## [Work order]
Could you please output all of the data exactly, without the images?
[Data extracts — start]
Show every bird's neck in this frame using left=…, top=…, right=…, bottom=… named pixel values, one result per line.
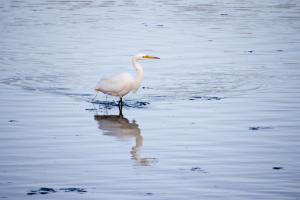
left=132, top=59, right=144, bottom=92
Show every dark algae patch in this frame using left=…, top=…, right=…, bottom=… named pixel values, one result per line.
left=27, top=187, right=87, bottom=195
left=59, top=188, right=87, bottom=193
left=249, top=126, right=272, bottom=131
left=27, top=187, right=57, bottom=195
left=191, top=167, right=201, bottom=171
left=273, top=167, right=284, bottom=170
left=190, top=167, right=207, bottom=173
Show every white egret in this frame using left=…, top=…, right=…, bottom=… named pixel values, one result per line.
left=94, top=53, right=160, bottom=111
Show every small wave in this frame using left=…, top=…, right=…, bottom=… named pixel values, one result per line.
left=189, top=96, right=224, bottom=101
left=91, top=100, right=150, bottom=110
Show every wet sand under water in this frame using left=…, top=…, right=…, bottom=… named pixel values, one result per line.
left=1, top=0, right=300, bottom=199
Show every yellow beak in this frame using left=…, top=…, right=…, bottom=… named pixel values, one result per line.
left=143, top=55, right=160, bottom=59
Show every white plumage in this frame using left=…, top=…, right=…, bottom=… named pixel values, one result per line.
left=94, top=53, right=160, bottom=111
left=96, top=72, right=134, bottom=97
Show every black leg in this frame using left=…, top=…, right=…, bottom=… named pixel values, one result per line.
left=118, top=97, right=122, bottom=107
left=120, top=97, right=123, bottom=109
left=119, top=107, right=123, bottom=116
left=118, top=97, right=123, bottom=116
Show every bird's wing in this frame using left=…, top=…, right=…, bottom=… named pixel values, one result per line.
left=95, top=73, right=134, bottom=94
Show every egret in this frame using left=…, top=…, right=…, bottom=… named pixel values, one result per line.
left=94, top=53, right=160, bottom=112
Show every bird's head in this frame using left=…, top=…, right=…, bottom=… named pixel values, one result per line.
left=134, top=53, right=160, bottom=61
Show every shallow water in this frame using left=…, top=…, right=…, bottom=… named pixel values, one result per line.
left=1, top=0, right=300, bottom=199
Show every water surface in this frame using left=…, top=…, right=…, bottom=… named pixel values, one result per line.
left=0, top=0, right=300, bottom=199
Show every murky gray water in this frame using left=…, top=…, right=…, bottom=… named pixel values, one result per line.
left=1, top=0, right=300, bottom=199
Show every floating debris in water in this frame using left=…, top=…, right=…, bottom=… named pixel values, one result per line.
left=145, top=192, right=153, bottom=196
left=220, top=13, right=228, bottom=16
left=189, top=96, right=224, bottom=101
left=59, top=188, right=87, bottom=193
left=272, top=167, right=284, bottom=170
left=8, top=120, right=17, bottom=123
left=27, top=187, right=57, bottom=195
left=190, top=167, right=207, bottom=173
left=191, top=167, right=201, bottom=171
left=248, top=50, right=254, bottom=53
left=276, top=49, right=284, bottom=52
left=249, top=126, right=272, bottom=131
left=27, top=187, right=87, bottom=195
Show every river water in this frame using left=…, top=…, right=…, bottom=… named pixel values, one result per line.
left=0, top=0, right=300, bottom=199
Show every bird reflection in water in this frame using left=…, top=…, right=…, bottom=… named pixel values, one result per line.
left=94, top=114, right=156, bottom=166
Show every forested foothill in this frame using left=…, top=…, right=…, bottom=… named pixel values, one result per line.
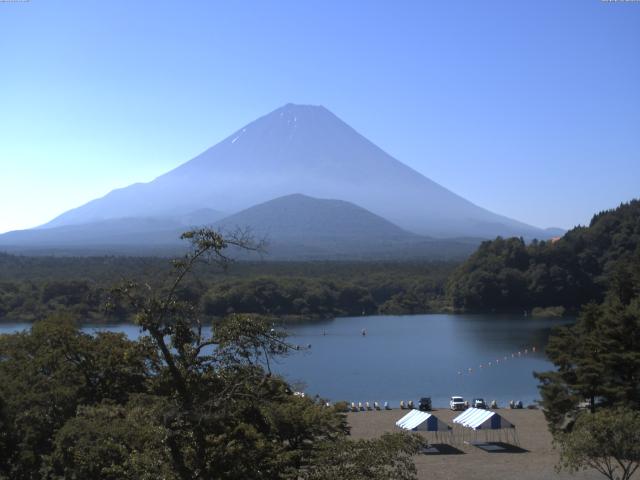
left=533, top=222, right=640, bottom=480
left=447, top=200, right=640, bottom=314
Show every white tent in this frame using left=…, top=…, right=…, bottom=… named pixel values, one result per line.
left=452, top=408, right=518, bottom=445
left=395, top=410, right=452, bottom=444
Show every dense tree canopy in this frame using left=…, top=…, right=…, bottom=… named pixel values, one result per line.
left=0, top=313, right=156, bottom=478
left=534, top=234, right=640, bottom=425
left=0, top=255, right=454, bottom=323
left=535, top=290, right=640, bottom=430
left=447, top=200, right=640, bottom=312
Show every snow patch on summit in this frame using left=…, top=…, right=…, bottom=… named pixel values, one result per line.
left=230, top=128, right=247, bottom=144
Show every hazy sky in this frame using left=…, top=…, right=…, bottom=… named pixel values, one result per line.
left=1, top=0, right=638, bottom=234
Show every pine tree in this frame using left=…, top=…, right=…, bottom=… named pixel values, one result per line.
left=536, top=254, right=640, bottom=431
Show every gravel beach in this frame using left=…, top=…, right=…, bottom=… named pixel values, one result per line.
[Data extracts — finish]
## [Answer to this task]
Show every bird's neck in this frame using left=…, top=…, right=…, bottom=… named pixel values, one result per line.
left=132, top=59, right=144, bottom=92
Show every dark algae patch in this frame using left=…, top=…, right=…, bottom=… named pixel values, one result per line.
left=27, top=187, right=87, bottom=195
left=59, top=188, right=87, bottom=193
left=249, top=126, right=272, bottom=131
left=27, top=187, right=57, bottom=195
left=191, top=167, right=201, bottom=171
left=273, top=167, right=284, bottom=170
left=190, top=167, right=207, bottom=173
Show every white egret in this frame using left=…, top=…, right=…, bottom=… named pixel values, one result per line.
left=94, top=53, right=160, bottom=111
Show every small wave in this frame using left=…, top=…, right=…, bottom=… named pixel values, one result per line.
left=189, top=96, right=224, bottom=101
left=91, top=100, right=150, bottom=110
Show every wet sand under water in this frame using left=…, top=…, right=…, bottom=… named pixel values, one result per line.
left=1, top=0, right=300, bottom=199
Show every yellow beak in this frame using left=…, top=…, right=…, bottom=… named pixel values, one result per line.
left=143, top=55, right=160, bottom=59
Show every white plumage in this frame using left=…, top=…, right=…, bottom=… named pixel values, one result per line.
left=94, top=53, right=160, bottom=111
left=96, top=72, right=134, bottom=97
Show every black leg in this frame using left=…, top=…, right=…, bottom=… named pixel values, one result per line.
left=118, top=97, right=122, bottom=107
left=120, top=97, right=123, bottom=109
left=119, top=107, right=123, bottom=116
left=118, top=97, right=123, bottom=116
Show every bird's wing in this frame using left=…, top=…, right=…, bottom=… named pixel values, one result per line.
left=95, top=73, right=134, bottom=94
Show every egret in this frame using left=…, top=…, right=…, bottom=… named pixel values, one result per line.
left=94, top=53, right=160, bottom=112
Show every bird's head in this frame using left=…, top=…, right=…, bottom=… named pixel values, one result per line.
left=134, top=53, right=160, bottom=61
Show every shallow water in this frame using left=…, top=…, right=…, bottom=… named pixel values, one result per line.
left=1, top=0, right=300, bottom=199
Show every water surface in this frame using left=…, top=…, right=…, bottom=… named pixel values, one result per line.
left=0, top=0, right=300, bottom=199
Show every murky gray water in this frame using left=…, top=…, right=…, bottom=… named pixel values, one result per line.
left=1, top=0, right=300, bottom=199
Show every floating debris in water in this frame using left=…, top=…, right=…, bottom=… named pixel values, one result per line.
left=145, top=192, right=153, bottom=196
left=220, top=13, right=228, bottom=16
left=189, top=96, right=224, bottom=101
left=59, top=188, right=87, bottom=193
left=272, top=167, right=284, bottom=170
left=8, top=120, right=17, bottom=123
left=27, top=187, right=57, bottom=195
left=190, top=167, right=207, bottom=173
left=191, top=167, right=201, bottom=171
left=248, top=50, right=254, bottom=53
left=276, top=49, right=284, bottom=52
left=249, top=126, right=272, bottom=131
left=27, top=187, right=87, bottom=195
Show every river water in this frame using left=…, top=…, right=…, bottom=… named pixel values, one result per line.
left=0, top=0, right=300, bottom=199
Show every bird reflection in water in this frame using left=…, top=…, right=…, bottom=… named pixel values, one result per line.
left=94, top=114, right=156, bottom=166
Show every forested foothill in this frame using left=…, top=…, right=…, bottom=… named pixel values, one result per line.
left=533, top=222, right=640, bottom=480
left=447, top=200, right=640, bottom=314
Show every white tent in this frame using left=…, top=…, right=…, bottom=… named pixel values, one result per line.
left=452, top=408, right=518, bottom=445
left=395, top=410, right=452, bottom=444
Show every dense tree canopy in this frame using left=…, top=…, right=…, bottom=… named pixel values, one result per line.
left=0, top=313, right=156, bottom=478
left=534, top=234, right=640, bottom=425
left=0, top=255, right=454, bottom=323
left=535, top=290, right=640, bottom=430
left=447, top=200, right=640, bottom=312
Show every snow patch on summit in this frame using left=…, top=…, right=…, bottom=… named pixel values, one result per line.
left=230, top=128, right=247, bottom=144
Show every hazy sky in this frame using left=…, top=…, right=…, bottom=… named pixel values, one result per line.
left=1, top=0, right=638, bottom=234
Show every pine tree in this frame using left=…, top=…, right=…, bottom=… named pixel values, one result per line.
left=536, top=254, right=640, bottom=431
Show every gravel beach in this frame using left=…, top=…, right=…, bottom=… named pixel values, one result per line.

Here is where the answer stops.